Fragmento mostrado
---+---

A continuación se muestra la implementación del enfoque anterior:
C++
// C++ program for the above approach
#include <bits/stdc++.h>
using namespace std;
// Stores the results
vector<vector<vector<int> > >
dp(105, vector<vector<int> >(105));
// Count of unique product paths
int countPaths = 0;
// Function to check whether number
// is perfect square or not
bool isPerfectSquare(int n)
{
long double sr = sqrt(n);
// If square root is an integer
return ((sr - floor(sr)) == 0);
}
// Function to calculate and store
// all the paths product in vector
void countUniquePaths(int a[][105],
int m, int n,
int ans)
{
// Store the value a[0][0]
dp[0][0].push_back(a[0][0]);
// Initialize first row of dp
for (int i = 1; i < m; i++) {
// Find prefix product
a[i][0] *= a[i - 1][0];
dp[i][0].push_back(a[i][0]);
}
// Initialize first column of dp
for (int i = 1; i < n; i++) {
// Find the prefix product
a[0][i] *= a[0][i - 1];
dp[0][i].push_back(a[0][i]);
}
// Iterate over range (1, 1) to (N, M)
for (int i = 1; i < m; i++) {
for (int j = 1; j < n; j++) {
// Copy dp[i-1][j] in top[]
vector<int> top = dp[i - 1][j];
// Copy dp[i][j-1] into left[]
vector<int> left = dp[i][j - 1];
// Compute the values of current
// state and store it in curr[]
vector<int> curr;
// Find the product of a[i][j]
// with elements at top[]
for (int k = 0;
k < top.size(); k++) {
curr.push_back(top[k] * a[i][j]);
}
// Find the product of a[i][j]
// with elements at left[]
for (int k = 0;
k < left.size(); k++) {
curr.push_back(left[k] * a[i][j]);
}
// Update the current state
dp[i][j] = curr;
}
}
// Traverse dp[m - 1][n - 1]
for (auto i : dp[m - 1][n - 1]) {
// Check if perfect square
if (isPerfectSquare(i)) {
countPaths++;
}
}
}
// Driver Code
int main()
{
int M = 3, N = 4;
// Given matrix mat[][]
int mat[M][105] = { { 1, 2, 3, 1 },
{ 3, 1, 2, 4 },
{ 2, 3, 1, 1 } };
// Function Call
countUniquePaths(mat, M, N, 1);
// Print the final count
cout << countPaths;
return 0;
}
Java
// Java program for the above approach
import java.util.*;
class GFG
{
// Stores the results
static ArrayList<ArrayList<ArrayList<Integer>>> dp;
// Count of unique product paths
static int countPaths = 0;
// Function to check whether number
// is perfect square or not
static boolean isPerfectSquare(int n)
{
double sr = Math.sqrt(n);
// If square root is an integer
return ((sr - Math.floor(sr)) == 0);
}
// Function to calculate and store
// all the paths product in vector
static void countUniquePaths(int a[][],
int m, int n,
int ans)

---+---

Trabajo requerido
1 > En la función main de la versión en C++ del fragmento de código, ¿qué valores se asignan a M y a N?
2 > Copia literalmente el tramo del fragmento de código que comienza con "A continuación se" y continúa hasta "bool isPerfectSquare(int n)", inclusive.
3 > Enumera todas las funciones que se definen en la versión en C++ del fragmento de código.

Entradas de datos

---+---

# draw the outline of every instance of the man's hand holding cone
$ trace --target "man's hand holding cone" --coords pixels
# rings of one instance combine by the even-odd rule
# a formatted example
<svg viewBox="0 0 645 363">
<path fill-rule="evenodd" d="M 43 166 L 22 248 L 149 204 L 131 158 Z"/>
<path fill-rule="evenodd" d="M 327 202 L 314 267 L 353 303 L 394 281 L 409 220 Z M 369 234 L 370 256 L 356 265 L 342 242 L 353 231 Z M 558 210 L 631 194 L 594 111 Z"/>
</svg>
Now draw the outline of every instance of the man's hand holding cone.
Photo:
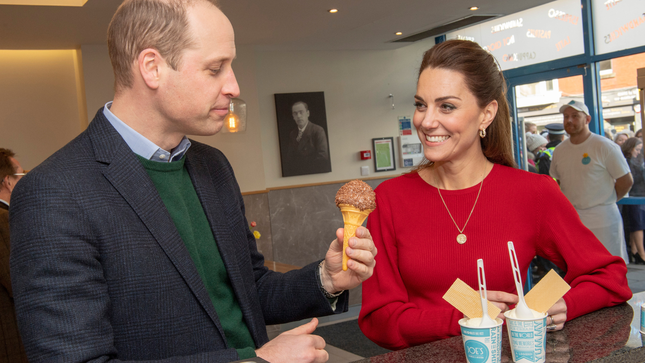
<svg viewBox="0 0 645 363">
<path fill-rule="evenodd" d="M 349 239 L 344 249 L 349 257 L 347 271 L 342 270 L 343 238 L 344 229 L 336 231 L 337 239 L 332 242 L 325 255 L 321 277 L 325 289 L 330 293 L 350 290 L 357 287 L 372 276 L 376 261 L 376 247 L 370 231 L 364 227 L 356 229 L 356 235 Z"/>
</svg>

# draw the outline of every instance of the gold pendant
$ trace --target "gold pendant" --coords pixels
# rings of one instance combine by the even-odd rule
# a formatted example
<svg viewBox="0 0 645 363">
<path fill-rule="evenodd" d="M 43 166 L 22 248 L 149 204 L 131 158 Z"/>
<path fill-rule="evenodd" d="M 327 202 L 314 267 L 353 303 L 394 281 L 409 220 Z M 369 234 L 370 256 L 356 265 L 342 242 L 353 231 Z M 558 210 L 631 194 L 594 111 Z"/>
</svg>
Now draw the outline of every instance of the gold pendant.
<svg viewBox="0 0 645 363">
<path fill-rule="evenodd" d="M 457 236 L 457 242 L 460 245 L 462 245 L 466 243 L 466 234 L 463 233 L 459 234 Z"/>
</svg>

---+---

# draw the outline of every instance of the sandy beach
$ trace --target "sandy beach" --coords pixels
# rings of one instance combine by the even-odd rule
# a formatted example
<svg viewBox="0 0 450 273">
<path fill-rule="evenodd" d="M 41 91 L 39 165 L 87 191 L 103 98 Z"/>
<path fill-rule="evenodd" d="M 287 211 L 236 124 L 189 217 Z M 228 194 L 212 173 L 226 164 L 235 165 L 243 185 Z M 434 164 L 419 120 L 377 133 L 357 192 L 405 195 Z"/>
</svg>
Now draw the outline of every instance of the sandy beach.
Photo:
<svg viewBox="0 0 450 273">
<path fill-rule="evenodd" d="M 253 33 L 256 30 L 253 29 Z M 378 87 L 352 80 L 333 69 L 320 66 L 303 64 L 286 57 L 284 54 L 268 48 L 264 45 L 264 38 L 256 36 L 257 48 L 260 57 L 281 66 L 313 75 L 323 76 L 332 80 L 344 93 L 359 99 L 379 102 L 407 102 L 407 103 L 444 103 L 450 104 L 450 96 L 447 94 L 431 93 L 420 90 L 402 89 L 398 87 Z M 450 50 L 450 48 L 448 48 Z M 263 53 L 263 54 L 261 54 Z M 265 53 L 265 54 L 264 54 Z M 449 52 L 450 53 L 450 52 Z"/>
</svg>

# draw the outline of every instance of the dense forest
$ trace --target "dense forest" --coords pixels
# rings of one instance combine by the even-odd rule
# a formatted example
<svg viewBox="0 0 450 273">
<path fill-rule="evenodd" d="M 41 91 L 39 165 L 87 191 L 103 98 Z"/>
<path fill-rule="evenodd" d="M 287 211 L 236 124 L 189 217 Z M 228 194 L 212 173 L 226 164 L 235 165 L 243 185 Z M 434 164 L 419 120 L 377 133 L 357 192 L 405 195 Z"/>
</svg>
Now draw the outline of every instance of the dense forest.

---+---

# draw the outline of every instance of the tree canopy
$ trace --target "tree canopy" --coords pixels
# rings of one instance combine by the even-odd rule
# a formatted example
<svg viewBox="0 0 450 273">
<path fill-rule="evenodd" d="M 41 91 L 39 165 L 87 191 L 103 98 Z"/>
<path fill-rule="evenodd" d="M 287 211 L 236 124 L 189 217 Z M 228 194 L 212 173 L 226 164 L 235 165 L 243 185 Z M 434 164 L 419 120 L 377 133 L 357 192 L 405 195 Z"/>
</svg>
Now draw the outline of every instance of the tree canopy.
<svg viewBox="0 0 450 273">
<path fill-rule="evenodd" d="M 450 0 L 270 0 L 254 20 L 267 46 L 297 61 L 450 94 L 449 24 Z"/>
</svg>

---+---

Resultados por tarea
1 > M vale 3 y N vale 4.

2 >
A continuación se muestra la implementación del enfoque anterior:
C++
// C++ program for the above approach
#include <bits/stdc++.h>
using namespace std;
// Stores the results
vector<vector<vector<int> > >
dp(105, vector<vector<int> >(105));
// Count of unique product paths
int countPaths = 0;
// Function to check whether number
// is perfect square or not
bool isPerfectSquare(int n)

3 > isPerfectSquare, countUniquePaths, main